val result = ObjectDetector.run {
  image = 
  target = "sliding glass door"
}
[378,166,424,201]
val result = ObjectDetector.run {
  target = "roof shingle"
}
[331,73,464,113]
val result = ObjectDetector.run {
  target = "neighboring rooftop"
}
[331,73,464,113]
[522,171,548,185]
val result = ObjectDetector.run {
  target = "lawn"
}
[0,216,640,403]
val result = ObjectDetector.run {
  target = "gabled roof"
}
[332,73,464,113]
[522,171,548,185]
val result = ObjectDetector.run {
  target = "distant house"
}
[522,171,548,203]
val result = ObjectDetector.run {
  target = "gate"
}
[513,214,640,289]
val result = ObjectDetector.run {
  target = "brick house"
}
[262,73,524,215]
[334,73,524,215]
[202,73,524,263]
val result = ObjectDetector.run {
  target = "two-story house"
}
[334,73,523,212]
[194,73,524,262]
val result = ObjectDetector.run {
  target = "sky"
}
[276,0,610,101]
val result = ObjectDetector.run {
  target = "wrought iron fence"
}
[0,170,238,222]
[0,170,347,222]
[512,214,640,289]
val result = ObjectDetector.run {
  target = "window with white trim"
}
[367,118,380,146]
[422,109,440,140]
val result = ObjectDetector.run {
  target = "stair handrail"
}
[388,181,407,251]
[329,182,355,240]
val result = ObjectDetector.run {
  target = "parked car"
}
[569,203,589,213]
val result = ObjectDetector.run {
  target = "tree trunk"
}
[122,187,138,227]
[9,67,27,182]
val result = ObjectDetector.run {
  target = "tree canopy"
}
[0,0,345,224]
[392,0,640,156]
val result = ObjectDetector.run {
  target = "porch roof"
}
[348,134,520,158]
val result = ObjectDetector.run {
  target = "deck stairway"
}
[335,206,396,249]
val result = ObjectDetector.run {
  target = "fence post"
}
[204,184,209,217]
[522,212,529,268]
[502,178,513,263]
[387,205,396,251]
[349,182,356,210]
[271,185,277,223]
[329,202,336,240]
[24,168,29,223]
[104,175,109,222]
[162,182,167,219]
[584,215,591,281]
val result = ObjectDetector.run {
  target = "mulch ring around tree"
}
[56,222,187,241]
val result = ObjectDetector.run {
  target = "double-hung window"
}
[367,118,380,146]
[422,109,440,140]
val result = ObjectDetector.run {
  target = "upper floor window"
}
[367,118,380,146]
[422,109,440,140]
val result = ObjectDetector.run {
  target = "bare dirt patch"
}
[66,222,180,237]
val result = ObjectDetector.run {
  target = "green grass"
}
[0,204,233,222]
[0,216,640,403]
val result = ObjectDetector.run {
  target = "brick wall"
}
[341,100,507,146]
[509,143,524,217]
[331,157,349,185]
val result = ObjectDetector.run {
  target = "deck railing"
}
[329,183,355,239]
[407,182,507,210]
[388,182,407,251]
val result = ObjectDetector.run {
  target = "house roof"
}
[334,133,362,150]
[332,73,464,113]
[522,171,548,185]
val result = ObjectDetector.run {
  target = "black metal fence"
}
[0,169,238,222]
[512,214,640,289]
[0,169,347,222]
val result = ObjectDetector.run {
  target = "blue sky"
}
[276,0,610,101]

- - -

> [Stated exercise]
Gather every line of the items above that contains the word "brick", treating case as significant.

> [Result for this task]
  target = "brick house"
  target = "brick wall"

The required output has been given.